Contour labeling listing
+++
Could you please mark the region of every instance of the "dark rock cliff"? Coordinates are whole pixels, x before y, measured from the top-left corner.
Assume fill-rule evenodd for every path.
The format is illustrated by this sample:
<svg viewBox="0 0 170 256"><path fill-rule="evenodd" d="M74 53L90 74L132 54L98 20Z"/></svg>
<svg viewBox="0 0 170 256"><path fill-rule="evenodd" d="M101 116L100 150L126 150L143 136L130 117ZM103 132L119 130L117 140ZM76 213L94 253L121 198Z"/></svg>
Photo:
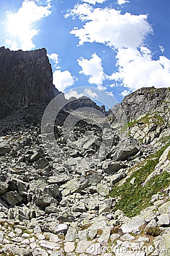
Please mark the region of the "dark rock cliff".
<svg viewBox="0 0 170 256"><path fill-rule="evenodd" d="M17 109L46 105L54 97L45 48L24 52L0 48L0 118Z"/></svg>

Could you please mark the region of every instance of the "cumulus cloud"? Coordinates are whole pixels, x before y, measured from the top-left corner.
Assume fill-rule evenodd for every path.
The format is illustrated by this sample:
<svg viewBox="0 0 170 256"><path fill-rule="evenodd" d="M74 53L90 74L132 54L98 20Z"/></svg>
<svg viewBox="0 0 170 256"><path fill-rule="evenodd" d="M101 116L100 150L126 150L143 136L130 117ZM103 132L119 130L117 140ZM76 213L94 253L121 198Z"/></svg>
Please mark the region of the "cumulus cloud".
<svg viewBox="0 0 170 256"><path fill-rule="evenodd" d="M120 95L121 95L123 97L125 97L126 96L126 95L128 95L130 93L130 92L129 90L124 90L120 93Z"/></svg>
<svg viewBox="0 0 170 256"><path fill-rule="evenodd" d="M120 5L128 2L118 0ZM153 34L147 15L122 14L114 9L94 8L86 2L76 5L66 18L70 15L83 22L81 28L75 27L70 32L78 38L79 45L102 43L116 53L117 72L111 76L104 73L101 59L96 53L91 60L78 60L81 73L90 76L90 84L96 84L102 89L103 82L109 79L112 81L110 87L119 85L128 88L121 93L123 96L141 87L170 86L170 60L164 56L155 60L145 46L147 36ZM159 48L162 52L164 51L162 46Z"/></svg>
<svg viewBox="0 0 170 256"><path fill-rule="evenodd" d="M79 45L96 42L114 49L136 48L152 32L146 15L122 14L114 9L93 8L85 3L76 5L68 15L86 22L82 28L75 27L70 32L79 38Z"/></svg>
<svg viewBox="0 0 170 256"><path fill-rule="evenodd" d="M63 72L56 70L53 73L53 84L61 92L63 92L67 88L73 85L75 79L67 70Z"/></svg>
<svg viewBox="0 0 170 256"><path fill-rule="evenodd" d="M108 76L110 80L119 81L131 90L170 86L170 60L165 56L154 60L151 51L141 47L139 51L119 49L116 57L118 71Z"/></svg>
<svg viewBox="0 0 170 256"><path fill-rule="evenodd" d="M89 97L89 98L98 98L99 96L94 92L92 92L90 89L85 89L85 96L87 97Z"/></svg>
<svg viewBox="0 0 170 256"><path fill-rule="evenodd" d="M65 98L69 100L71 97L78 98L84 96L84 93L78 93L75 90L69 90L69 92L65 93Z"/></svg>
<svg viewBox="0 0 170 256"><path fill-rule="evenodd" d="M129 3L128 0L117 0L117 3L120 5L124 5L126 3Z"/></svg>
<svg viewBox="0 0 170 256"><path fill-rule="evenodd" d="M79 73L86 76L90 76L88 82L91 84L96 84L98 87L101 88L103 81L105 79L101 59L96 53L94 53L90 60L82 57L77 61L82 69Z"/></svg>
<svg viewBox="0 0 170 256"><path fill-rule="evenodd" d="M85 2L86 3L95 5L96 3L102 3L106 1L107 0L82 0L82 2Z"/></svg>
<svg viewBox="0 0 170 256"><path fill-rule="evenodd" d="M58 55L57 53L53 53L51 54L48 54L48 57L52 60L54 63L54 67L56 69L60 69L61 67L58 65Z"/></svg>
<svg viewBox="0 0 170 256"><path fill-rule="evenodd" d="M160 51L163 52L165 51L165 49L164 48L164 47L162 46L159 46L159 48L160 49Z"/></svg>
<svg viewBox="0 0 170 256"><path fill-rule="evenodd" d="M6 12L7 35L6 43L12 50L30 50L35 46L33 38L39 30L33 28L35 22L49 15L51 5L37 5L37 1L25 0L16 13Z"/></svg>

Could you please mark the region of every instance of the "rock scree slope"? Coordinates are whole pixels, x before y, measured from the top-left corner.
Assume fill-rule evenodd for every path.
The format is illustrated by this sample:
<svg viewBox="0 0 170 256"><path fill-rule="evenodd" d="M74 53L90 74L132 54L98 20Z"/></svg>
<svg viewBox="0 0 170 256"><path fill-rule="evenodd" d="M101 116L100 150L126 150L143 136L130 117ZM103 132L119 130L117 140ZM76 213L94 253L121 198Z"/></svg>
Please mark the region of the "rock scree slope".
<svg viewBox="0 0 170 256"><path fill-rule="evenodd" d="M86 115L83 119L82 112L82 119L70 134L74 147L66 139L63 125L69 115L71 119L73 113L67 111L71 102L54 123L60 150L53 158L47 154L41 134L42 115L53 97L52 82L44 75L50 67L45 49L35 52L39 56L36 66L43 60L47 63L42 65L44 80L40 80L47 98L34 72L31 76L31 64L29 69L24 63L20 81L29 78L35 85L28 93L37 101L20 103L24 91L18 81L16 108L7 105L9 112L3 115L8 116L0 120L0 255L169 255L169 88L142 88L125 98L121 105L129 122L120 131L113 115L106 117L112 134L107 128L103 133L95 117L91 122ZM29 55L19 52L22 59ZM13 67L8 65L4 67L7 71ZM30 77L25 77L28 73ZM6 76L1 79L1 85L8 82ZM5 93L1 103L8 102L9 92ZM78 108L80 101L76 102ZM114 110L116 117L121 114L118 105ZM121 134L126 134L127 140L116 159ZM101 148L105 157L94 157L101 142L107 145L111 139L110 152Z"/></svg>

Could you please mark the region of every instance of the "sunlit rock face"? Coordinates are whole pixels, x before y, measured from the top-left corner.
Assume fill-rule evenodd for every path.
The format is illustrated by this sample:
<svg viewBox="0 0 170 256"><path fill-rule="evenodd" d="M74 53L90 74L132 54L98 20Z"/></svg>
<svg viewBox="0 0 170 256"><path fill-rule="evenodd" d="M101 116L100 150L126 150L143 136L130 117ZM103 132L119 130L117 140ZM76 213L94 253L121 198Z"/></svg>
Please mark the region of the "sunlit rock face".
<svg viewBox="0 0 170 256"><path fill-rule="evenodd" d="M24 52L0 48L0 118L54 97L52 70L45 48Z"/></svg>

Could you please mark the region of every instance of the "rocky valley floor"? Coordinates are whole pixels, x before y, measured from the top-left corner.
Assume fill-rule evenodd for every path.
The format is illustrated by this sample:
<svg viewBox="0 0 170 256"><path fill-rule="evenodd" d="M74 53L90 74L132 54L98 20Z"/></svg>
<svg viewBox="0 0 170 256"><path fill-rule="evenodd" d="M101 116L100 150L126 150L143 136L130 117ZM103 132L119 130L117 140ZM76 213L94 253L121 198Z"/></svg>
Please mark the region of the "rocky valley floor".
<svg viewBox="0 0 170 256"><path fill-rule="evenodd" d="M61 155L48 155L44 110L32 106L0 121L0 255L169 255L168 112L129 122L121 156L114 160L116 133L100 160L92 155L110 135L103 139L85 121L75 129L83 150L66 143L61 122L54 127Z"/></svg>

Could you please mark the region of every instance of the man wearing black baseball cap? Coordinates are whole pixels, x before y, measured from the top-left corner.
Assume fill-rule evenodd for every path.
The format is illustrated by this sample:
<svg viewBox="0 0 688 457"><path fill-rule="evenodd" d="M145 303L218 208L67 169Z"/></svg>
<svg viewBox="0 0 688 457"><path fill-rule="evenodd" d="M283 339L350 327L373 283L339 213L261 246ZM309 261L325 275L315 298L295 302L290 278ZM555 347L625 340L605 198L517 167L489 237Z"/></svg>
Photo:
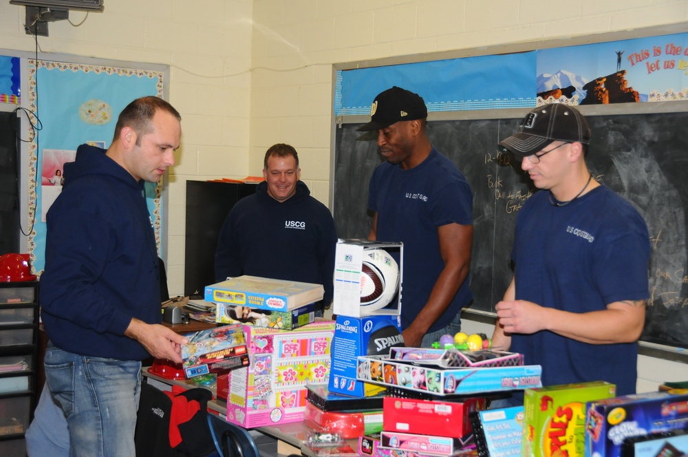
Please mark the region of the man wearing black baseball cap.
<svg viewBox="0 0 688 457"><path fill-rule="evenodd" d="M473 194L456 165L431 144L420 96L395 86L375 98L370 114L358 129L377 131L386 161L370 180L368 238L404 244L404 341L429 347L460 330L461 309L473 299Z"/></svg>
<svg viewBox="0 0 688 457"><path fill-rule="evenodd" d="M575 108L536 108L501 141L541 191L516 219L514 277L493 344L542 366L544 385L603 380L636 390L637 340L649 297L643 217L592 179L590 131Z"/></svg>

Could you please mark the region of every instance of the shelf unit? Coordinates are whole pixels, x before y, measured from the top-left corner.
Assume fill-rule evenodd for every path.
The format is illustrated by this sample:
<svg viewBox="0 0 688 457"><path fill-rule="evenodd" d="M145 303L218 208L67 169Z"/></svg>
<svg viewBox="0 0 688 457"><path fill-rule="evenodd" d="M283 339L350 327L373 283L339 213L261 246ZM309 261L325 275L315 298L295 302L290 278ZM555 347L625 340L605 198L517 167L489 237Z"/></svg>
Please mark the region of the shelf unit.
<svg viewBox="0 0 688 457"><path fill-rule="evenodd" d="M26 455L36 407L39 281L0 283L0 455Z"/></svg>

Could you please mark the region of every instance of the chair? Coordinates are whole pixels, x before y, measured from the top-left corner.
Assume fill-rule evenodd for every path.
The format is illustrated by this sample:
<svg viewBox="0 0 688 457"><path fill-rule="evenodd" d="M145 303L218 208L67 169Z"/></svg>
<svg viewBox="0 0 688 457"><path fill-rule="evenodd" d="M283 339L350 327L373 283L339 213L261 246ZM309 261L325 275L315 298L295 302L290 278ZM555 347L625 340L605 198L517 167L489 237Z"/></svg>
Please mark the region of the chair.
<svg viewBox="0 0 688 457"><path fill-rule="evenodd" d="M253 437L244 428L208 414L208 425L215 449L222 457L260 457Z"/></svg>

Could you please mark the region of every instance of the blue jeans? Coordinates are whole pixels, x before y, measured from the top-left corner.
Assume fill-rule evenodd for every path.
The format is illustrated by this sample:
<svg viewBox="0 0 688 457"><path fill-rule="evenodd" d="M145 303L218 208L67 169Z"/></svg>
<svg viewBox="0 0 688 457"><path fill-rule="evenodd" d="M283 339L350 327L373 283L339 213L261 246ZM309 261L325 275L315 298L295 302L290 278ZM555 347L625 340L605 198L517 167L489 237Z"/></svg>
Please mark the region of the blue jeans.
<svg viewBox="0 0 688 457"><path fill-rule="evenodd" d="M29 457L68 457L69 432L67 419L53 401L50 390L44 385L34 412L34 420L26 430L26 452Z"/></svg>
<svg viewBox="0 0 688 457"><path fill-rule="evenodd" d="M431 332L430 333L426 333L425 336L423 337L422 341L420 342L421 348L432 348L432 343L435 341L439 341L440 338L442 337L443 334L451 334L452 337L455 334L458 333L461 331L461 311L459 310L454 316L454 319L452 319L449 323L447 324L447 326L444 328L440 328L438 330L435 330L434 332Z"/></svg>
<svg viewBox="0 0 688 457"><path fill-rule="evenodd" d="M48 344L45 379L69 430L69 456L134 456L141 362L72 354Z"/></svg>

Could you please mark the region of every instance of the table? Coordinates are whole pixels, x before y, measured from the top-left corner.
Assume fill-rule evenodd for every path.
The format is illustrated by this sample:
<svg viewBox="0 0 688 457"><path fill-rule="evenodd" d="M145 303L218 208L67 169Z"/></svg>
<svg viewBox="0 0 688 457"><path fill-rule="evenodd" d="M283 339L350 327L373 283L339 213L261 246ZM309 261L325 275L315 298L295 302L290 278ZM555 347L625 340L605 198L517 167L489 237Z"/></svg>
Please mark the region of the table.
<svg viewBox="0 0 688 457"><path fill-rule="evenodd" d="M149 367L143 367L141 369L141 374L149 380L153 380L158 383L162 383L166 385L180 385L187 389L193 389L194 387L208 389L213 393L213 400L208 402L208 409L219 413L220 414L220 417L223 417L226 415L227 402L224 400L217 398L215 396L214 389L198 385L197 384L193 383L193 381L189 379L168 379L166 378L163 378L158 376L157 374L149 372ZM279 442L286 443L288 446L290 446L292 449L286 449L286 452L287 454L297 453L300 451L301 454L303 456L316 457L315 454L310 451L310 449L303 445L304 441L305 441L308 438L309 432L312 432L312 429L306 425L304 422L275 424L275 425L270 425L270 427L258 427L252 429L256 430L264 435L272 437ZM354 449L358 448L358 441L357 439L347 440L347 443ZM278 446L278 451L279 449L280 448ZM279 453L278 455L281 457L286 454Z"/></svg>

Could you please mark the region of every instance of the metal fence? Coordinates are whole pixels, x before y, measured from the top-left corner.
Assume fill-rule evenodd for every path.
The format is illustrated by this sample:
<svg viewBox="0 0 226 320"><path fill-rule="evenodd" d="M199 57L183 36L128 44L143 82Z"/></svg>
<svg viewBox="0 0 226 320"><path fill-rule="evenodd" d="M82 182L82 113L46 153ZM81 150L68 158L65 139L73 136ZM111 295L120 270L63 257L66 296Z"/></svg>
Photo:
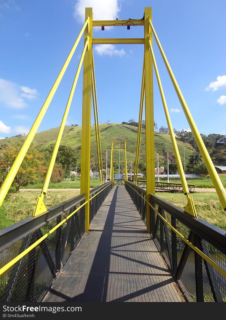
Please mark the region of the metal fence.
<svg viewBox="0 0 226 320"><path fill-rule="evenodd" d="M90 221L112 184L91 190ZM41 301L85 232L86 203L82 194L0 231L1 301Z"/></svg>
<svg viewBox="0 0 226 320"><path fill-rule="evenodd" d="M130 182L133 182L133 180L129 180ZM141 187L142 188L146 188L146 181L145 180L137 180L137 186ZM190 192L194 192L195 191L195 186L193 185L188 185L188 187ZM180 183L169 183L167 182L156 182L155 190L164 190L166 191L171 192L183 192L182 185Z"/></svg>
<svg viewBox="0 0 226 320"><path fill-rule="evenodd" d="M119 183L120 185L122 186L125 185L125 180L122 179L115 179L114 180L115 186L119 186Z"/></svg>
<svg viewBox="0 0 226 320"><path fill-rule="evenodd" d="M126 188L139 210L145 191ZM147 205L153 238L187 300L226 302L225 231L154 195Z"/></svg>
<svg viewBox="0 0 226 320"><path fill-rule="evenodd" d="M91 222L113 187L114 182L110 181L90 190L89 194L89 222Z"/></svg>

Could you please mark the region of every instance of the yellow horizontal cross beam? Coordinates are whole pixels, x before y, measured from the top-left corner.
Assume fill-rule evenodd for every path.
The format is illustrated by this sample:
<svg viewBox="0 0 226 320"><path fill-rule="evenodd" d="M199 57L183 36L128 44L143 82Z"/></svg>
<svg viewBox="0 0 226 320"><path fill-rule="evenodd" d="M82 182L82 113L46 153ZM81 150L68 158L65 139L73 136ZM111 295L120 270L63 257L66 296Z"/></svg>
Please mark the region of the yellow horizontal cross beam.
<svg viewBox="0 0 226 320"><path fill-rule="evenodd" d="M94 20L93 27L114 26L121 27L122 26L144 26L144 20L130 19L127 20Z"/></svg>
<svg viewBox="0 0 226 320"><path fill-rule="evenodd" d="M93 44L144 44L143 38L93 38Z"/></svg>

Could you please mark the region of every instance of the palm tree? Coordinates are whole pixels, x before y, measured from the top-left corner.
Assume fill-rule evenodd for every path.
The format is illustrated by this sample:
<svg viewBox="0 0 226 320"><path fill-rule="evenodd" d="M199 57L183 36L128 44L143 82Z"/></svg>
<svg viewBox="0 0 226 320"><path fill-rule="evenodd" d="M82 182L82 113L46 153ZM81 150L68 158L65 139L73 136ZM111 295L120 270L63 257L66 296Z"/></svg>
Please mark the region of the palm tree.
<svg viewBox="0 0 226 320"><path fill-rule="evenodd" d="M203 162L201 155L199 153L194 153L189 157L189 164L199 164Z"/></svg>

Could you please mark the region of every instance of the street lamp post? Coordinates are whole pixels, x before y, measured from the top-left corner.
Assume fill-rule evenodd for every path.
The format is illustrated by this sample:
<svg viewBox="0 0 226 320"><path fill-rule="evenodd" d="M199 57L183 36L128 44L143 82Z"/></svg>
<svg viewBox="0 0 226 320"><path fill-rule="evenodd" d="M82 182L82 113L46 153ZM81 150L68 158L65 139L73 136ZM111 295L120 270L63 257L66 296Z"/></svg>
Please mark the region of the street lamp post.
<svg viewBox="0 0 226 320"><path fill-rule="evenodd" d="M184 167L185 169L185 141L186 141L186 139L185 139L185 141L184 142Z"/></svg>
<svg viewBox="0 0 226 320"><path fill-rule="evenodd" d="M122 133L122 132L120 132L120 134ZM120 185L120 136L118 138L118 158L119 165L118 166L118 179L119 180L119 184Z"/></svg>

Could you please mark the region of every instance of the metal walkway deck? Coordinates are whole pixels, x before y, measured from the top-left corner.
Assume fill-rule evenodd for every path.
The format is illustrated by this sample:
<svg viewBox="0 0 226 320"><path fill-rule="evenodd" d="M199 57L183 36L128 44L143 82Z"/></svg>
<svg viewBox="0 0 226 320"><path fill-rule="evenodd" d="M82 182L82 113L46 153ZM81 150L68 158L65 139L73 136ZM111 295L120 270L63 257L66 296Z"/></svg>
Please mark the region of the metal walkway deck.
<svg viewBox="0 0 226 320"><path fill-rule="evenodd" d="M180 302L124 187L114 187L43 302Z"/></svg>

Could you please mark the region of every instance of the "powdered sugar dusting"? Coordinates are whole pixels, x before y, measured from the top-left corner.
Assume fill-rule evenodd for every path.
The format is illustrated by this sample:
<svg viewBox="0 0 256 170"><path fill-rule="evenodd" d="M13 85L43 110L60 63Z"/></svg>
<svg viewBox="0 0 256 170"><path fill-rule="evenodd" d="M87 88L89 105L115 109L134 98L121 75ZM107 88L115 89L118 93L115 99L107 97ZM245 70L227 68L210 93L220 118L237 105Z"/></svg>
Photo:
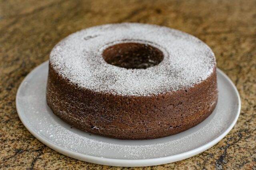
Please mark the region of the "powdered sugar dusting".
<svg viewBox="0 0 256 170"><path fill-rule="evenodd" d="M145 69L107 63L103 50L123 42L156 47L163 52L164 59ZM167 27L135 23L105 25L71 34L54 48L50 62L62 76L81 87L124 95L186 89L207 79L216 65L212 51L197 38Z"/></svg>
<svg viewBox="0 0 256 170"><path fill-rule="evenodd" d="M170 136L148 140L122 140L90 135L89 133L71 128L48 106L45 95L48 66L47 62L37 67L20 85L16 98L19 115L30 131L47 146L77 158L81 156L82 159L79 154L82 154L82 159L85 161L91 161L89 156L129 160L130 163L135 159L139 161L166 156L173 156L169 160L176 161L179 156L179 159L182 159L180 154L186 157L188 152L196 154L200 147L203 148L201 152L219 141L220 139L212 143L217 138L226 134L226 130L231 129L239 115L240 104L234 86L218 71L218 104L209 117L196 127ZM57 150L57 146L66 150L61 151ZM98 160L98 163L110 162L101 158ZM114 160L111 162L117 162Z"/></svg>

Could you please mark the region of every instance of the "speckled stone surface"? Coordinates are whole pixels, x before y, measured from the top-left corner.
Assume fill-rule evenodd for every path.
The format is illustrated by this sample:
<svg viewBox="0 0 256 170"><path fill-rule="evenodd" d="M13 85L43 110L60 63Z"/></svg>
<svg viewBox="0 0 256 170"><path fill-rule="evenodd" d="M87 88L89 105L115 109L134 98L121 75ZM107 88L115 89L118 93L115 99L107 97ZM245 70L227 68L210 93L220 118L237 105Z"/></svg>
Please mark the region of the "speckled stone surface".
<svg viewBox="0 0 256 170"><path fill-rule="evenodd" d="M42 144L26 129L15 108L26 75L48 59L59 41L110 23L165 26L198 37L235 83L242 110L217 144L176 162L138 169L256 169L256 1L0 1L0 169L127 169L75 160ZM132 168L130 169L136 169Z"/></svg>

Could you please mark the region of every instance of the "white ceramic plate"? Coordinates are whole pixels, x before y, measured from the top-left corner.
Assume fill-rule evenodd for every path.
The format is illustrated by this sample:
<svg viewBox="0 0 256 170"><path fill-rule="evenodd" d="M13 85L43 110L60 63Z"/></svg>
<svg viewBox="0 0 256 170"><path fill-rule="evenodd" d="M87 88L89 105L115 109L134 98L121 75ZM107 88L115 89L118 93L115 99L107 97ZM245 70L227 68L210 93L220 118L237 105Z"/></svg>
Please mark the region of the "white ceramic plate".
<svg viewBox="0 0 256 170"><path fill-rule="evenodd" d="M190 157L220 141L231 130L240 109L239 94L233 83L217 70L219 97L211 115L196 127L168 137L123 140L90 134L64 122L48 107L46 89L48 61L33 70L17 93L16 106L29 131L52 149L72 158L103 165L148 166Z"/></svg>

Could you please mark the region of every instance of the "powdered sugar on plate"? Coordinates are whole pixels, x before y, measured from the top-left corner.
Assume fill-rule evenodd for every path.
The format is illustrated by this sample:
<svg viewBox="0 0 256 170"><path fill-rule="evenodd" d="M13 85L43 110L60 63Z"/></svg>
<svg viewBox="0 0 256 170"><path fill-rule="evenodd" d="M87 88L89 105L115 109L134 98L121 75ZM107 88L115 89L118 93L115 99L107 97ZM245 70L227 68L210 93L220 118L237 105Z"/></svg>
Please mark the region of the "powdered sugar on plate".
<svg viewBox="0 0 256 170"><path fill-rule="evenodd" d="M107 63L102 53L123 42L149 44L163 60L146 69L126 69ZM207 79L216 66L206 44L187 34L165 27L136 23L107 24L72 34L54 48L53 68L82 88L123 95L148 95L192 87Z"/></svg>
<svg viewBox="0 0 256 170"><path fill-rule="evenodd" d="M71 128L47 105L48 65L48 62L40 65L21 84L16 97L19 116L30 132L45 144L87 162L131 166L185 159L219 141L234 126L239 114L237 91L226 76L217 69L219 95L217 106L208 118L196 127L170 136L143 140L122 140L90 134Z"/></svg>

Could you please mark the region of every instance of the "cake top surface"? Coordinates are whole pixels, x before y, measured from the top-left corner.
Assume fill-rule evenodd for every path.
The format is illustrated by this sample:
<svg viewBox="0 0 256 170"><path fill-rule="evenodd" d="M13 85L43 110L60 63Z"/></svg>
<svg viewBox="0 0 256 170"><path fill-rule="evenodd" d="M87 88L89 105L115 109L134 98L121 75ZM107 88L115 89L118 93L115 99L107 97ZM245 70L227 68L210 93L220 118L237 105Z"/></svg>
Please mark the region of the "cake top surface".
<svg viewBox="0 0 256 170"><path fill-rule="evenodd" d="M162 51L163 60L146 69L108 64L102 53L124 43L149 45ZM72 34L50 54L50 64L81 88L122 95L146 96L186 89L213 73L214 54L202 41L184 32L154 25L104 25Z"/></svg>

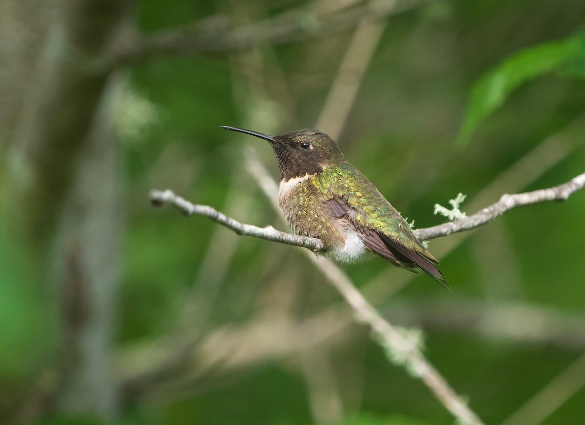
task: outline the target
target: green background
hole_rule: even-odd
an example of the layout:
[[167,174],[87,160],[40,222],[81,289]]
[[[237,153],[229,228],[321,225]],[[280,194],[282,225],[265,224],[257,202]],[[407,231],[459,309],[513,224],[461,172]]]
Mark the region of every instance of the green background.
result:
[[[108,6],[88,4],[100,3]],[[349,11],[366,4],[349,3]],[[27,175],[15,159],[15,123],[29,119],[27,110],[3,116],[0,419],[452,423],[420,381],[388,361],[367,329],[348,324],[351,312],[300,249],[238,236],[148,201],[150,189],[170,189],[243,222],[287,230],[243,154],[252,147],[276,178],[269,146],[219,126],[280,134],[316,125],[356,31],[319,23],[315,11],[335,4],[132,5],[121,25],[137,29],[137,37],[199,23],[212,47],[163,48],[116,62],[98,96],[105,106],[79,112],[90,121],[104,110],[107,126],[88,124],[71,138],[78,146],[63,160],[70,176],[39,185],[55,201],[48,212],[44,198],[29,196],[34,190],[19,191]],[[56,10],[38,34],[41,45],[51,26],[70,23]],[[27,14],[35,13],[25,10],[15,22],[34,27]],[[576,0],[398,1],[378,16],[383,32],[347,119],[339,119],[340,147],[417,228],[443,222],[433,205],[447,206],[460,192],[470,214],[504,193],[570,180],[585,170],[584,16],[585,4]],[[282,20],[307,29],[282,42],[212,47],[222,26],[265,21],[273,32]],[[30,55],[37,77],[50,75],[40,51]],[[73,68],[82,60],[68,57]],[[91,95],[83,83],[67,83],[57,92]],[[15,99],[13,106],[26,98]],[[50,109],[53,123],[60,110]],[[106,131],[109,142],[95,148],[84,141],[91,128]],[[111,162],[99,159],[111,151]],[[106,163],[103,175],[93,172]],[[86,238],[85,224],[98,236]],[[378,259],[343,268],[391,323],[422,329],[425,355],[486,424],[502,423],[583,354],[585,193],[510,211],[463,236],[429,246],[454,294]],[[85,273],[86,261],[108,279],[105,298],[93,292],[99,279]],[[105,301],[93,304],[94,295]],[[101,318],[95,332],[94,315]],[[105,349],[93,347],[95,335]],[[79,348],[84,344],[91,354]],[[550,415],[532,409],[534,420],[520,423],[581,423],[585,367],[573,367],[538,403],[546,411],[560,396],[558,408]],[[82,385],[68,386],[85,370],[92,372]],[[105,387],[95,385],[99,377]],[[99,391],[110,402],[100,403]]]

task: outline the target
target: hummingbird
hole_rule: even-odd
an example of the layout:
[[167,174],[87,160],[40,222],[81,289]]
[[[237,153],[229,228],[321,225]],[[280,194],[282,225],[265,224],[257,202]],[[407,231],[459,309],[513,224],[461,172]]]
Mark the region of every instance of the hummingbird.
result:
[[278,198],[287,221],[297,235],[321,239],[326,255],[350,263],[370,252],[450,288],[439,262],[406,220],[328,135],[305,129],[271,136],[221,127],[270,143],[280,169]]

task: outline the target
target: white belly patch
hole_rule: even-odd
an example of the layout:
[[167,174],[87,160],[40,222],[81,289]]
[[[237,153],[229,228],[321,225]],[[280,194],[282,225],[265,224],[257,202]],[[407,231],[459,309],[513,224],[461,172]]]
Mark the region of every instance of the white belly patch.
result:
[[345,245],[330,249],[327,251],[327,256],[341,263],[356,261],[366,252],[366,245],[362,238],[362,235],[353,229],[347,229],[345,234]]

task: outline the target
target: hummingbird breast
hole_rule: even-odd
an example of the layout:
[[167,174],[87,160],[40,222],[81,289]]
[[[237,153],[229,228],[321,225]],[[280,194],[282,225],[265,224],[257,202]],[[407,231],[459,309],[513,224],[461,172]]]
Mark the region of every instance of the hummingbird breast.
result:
+++
■ Exercise instructions
Reproduce the listing from its first line through the line containing "109L46 105L54 97L45", replacing "dark rock cliff" with "granite outcrop" and leaving everything else unchanged. Omit the picture.

■ Problem solution
Could you please mark the region of every instance of the "granite outcrop"? Coordinates are whole pixels, x before y, measured from the top-left corner.
Assume fill-rule evenodd for every path.
The format is illustrated by this sample:
<svg viewBox="0 0 170 256"><path fill-rule="evenodd" d="M74 53L90 74L132 54L98 20Z"/></svg>
<svg viewBox="0 0 170 256"><path fill-rule="evenodd" d="M101 116L100 150L126 150L143 136L130 117ZM103 132L119 130L117 140ZM76 213L94 253L121 198Z"/></svg>
Photo:
Please mark the region of the "granite outcrop".
<svg viewBox="0 0 170 256"><path fill-rule="evenodd" d="M17 109L46 105L54 97L45 48L24 52L0 48L0 118Z"/></svg>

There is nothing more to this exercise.